[Region pointing data]
----------
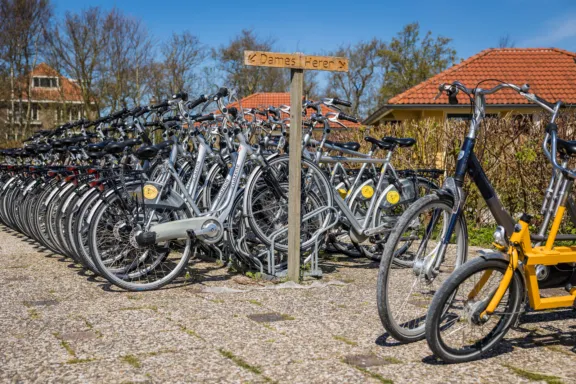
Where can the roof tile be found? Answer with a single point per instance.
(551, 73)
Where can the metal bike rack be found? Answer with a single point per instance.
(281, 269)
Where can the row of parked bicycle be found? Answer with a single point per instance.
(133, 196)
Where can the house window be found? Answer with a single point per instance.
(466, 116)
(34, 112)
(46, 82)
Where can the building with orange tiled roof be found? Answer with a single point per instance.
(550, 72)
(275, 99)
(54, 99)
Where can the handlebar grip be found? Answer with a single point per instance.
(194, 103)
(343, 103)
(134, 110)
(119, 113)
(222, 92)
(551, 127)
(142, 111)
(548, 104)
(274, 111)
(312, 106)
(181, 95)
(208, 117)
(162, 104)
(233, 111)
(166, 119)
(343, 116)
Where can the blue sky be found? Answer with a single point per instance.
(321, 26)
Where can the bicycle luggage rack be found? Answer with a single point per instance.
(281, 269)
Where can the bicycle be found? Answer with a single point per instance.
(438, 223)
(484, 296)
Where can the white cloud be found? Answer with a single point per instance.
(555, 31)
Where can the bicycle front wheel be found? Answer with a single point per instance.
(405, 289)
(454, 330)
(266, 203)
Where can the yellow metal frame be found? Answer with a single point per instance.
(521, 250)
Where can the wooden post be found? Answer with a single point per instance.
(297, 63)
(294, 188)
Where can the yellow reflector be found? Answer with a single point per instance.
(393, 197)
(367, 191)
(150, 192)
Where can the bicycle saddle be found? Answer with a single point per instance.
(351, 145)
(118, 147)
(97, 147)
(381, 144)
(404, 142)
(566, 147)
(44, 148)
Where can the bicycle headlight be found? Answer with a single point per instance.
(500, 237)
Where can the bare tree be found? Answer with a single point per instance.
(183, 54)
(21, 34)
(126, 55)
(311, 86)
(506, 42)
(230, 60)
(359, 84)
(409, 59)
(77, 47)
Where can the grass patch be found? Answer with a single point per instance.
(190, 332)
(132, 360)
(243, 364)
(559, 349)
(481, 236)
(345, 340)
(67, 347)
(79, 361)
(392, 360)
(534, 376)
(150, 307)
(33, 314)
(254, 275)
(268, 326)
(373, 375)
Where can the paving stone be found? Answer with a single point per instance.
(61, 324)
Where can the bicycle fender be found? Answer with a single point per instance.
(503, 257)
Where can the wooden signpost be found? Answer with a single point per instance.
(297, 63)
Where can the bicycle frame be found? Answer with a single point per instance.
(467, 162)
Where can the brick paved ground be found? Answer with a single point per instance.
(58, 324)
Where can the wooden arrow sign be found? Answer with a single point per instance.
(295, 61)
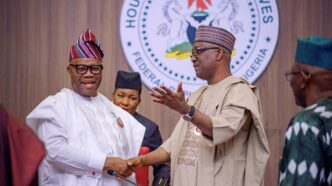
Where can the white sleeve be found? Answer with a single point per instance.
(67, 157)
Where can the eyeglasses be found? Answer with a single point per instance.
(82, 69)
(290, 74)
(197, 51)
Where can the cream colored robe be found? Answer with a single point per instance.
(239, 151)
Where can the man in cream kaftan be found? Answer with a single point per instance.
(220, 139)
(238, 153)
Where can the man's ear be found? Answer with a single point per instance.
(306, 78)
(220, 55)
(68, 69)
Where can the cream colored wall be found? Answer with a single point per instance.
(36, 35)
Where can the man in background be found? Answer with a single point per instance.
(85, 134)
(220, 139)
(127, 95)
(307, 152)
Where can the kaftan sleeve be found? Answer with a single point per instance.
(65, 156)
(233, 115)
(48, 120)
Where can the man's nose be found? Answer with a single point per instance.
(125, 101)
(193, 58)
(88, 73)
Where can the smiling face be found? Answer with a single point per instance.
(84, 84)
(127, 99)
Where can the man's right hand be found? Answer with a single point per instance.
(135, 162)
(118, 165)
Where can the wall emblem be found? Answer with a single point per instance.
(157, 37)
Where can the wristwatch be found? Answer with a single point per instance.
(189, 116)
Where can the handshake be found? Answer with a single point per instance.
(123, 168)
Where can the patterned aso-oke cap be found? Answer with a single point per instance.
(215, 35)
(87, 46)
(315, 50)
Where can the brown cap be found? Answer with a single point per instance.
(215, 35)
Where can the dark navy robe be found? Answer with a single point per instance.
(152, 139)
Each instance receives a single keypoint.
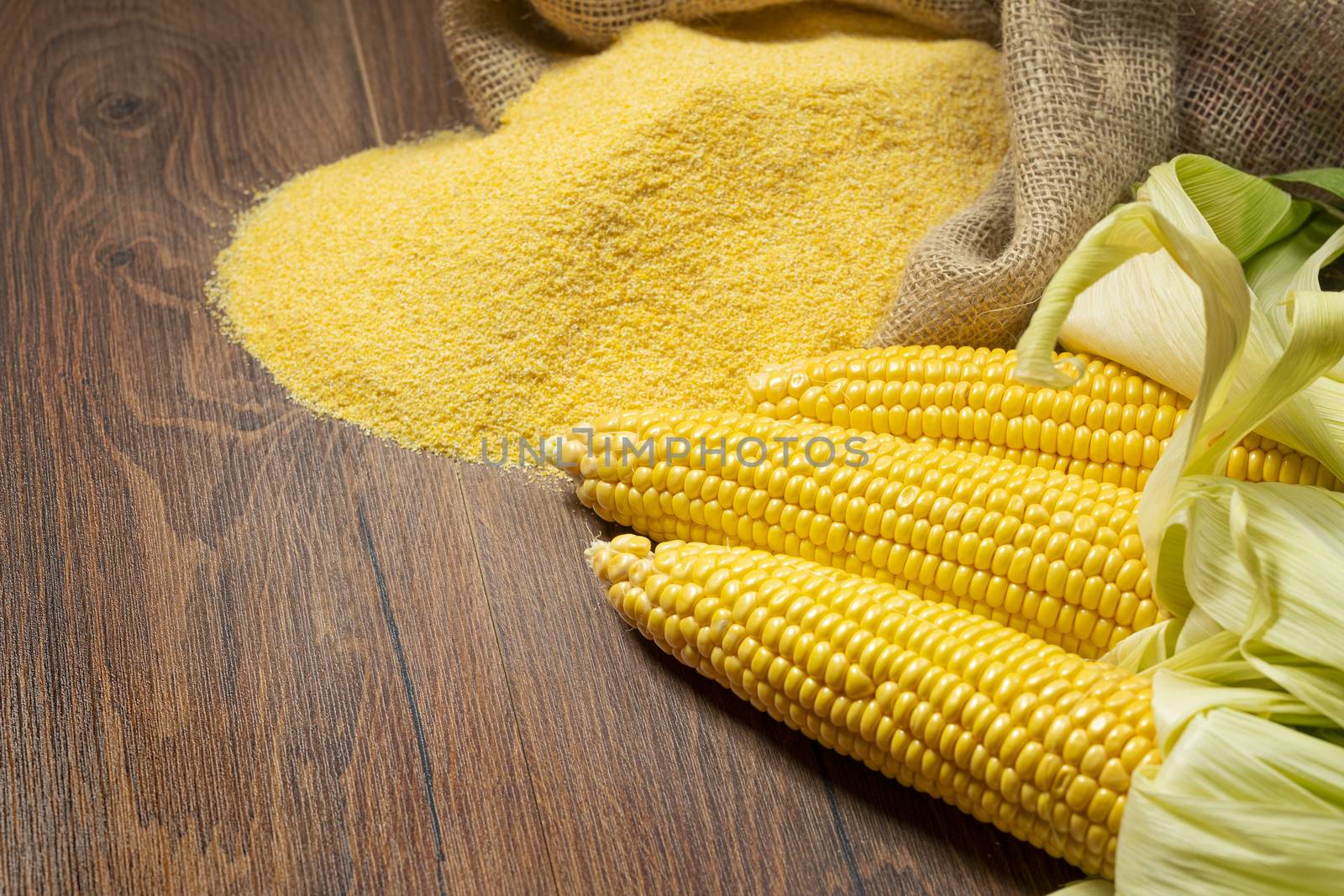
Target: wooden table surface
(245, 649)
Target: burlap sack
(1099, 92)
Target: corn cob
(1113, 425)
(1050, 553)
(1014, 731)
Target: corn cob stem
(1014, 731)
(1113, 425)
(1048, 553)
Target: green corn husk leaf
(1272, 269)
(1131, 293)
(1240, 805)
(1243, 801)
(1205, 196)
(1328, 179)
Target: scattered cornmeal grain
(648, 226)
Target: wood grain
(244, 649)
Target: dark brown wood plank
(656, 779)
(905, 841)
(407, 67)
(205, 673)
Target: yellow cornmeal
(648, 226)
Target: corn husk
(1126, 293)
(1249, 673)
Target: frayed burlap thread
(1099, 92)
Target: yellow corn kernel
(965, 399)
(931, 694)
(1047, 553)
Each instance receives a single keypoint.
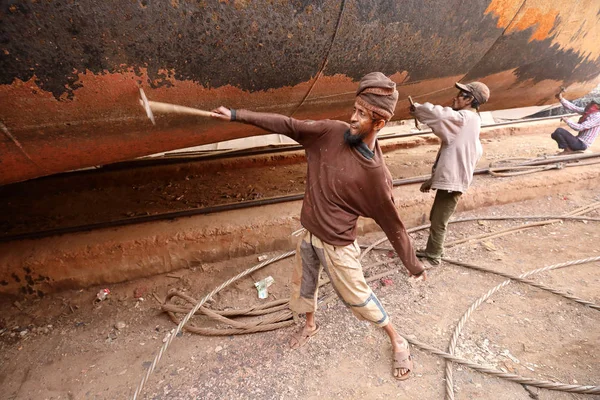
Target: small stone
----------
*WHAT IS NEEDED*
Could the entries above be printed again exactly, apart from the pictures?

*PROBLEM SOLUTION*
Where can the roof tile be found? Answer with a single point per instance.
(551, 73)
Where can the metal bike rack be found? Answer with a single point per instance.
(281, 269)
Where can the row of parked bicycle be found? Answer with a single point per instance.
(133, 196)
Where can the house window be found? Answer with a single point per instance.
(466, 116)
(34, 112)
(46, 82)
Where can the building with orange tiled roof be found? Answer with a single point per instance.
(550, 72)
(275, 99)
(54, 99)
Where can the handlebar grip be found? Answer with a single point per instance.
(194, 103)
(343, 103)
(134, 110)
(119, 113)
(222, 92)
(551, 127)
(142, 111)
(548, 104)
(274, 111)
(312, 106)
(181, 95)
(208, 117)
(162, 104)
(233, 111)
(166, 119)
(343, 116)
Where can the blue sky be found? Answer with a single point per instance.
(321, 26)
Where can the bicycle luggage rack be found? Answer with a single point per instance.
(281, 269)
Where can the bicycle be found? Answer with a single point per instance.
(438, 223)
(484, 296)
Where can the white cloud be found? Answer with a single point per instance.
(555, 31)
Where can the bicycle front wheel be found? Answer with a single point per instance.
(405, 289)
(454, 330)
(266, 203)
Where can the yellow metal frame be found? Answer with a single point per instance.
(521, 250)
Where can the wooden post be found? Answer with a single point per instance.
(297, 63)
(294, 188)
Where can the yellow reflector be found? Answer with a single point per instance.
(393, 197)
(367, 191)
(150, 192)
Where can the bicycle saddle be found? Answer with a single point per instance.
(351, 145)
(118, 147)
(97, 147)
(381, 144)
(404, 142)
(566, 147)
(44, 148)
Where can the bicycle headlight be found? Answer with a single point per instance.
(500, 237)
Where can the bare tree be found? Answer with a single point per instance.
(183, 54)
(21, 34)
(126, 55)
(311, 86)
(506, 42)
(230, 60)
(359, 84)
(409, 59)
(77, 47)
Where can the grass patch be found? Answer with a single point per instance.
(190, 332)
(132, 360)
(243, 364)
(559, 349)
(481, 236)
(345, 340)
(67, 347)
(79, 361)
(392, 360)
(534, 376)
(150, 307)
(33, 314)
(254, 275)
(268, 326)
(373, 375)
Where can the paving stone be found? Answer with a single point per instance.
(61, 324)
Where can the bicycle fender be found? Answer with a single point per instance.
(503, 257)
Where can the wooden signpost be found? Answer with a single point per instance.
(297, 63)
Where can the bicycle frame be found? Answer with a single point per instance.
(467, 162)
Where can the brick paved ground be found? Answer with a single point per instance.
(58, 324)
Where can the wooden arrow sign be found? Answer with a single point per instance.
(295, 61)
Where can the white sleeve be found? Answer with a single point per instance.
(67, 157)
Where can the eyeglasses be found? Answer with a single point per instance.
(82, 69)
(290, 74)
(197, 51)
Where can the cream colored robe be found? Answer with a single point per instance.
(239, 151)
Where can the man in cream kaftan be found? Answer with a single point per instance.
(220, 139)
(238, 153)
Where can the man's ear be found? Answer with a single point per instance.
(306, 78)
(220, 55)
(68, 69)
Where can the cream colored wall be found? Answer with a single point per instance.
(36, 35)
Where can the man in background be found? Answer with a single point per instance.
(85, 134)
(220, 139)
(127, 95)
(307, 152)
Where can the kaftan sleeve be found? Answer with a single point per instance.
(65, 156)
(233, 115)
(48, 120)
Where can the man's nose be found? Answer with a single point per instance.
(125, 101)
(193, 58)
(88, 73)
Where can the smiling face be found? Answer with a single point per instance.
(84, 84)
(127, 99)
Where can the man's right hand be found? Answer with a single point per instance.
(135, 162)
(118, 165)
Where can the wall emblem be found? Answer with a single point per instance.
(157, 37)
Where can the wristwatch be found? Answer with a single point per instance.
(189, 116)
Where can the handshake be found? Answer with a single point per instance.
(123, 168)
Where can the patterned aso-oke cap be found? Answer with a single point per instance.
(215, 35)
(87, 46)
(315, 50)
Where can the brown cap be found? Answer with a single point per instance.
(215, 35)
Where can the dark navy robe be found? Answer with a single point per instance.
(152, 139)
Each instance receives a single keypoint.
Target: wooden table surface
(245, 649)
Target: burlap sack
(1099, 92)
Target: corn cob
(1113, 425)
(1050, 553)
(1014, 731)
Target: corn cob stem
(1014, 731)
(1113, 425)
(1048, 553)
Target: green corn husk leaf
(1272, 269)
(1131, 293)
(1240, 805)
(1243, 801)
(1205, 196)
(1328, 179)
Target: scattered cornmeal grain
(648, 226)
Target: wood grain
(244, 649)
Target: dark brown wood plank
(656, 779)
(905, 841)
(407, 67)
(205, 673)
Target: yellow cornmeal
(648, 226)
Target: corn husk
(1126, 293)
(1249, 673)
Target: frayed burlap thread
(1099, 92)
Target: yellow corn kernel
(965, 399)
(931, 694)
(1047, 553)
Each instance receives a single keypoint.
Target: small stone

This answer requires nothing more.